### Passage shown

How do the sisters protect themselves and their flock?

“Do you want to meet my Rottweilers? We have a fully integrated security system. We have gates all around. We’re on very close terms with the local police.”

In the garden, Sister Renée is showing a mother and her two kids how to plant sunflower seeds. The planting of a seed, in the midst of such darkness and trauma, seems tantamount to an act of resistance. Shelter inhabitants also grow Tuscan kale, Swiss chard, strawberries and herbs.  

The extensive grounds are dotted with tall, old-growth trees: jacaranda, deodar, Aleppo pine.

“Those little trees over there used to be big trees,” Sister Anne points out. “We had a couple of boys who were incredibly violent. They broke all the lower branches. So we had a little pro-life talk. We took up a collection and they paid for new trees and we dug the holes and we had a blessing of the trees to show them ‘This is a living thing, just like you.’”  

Kids, mothers and staff together do yoga right in the yard, next to the flowers and trees. Other coping skills taught by the sisters include deep breathing, trauma journals and meditation.

“That’s how you break the generational cycle. You give these kids the tools and teach them that they have the personal power.”

The mother is key. The sisters’ goal is to help her grow as person, parent, provider, in that order. Their feeling becomes, “I got these beautiful children. God brought something good out of this traumatic experience. When they leave here, they’re incredibly strong and they’re proud of what they’ve done.”

### Data lines
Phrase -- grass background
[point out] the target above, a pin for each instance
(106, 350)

### Task statement
Please sum up the passage about the sisters in two sentences.

### Written answer
The sisters guard their shelter with Rottweilers, a fully integrated security system, gates all around and close ties to the local police, while shelter inhabitants plant sunflower seeds, grow kale, chard, strawberries and herbs, and practice yoga, deep breathing, trauma journals and meditation. The sisters aim to break the generational cycle by giving children tools and a sense of personal power, and to help each mother grow as a person, parent and provider, in that order.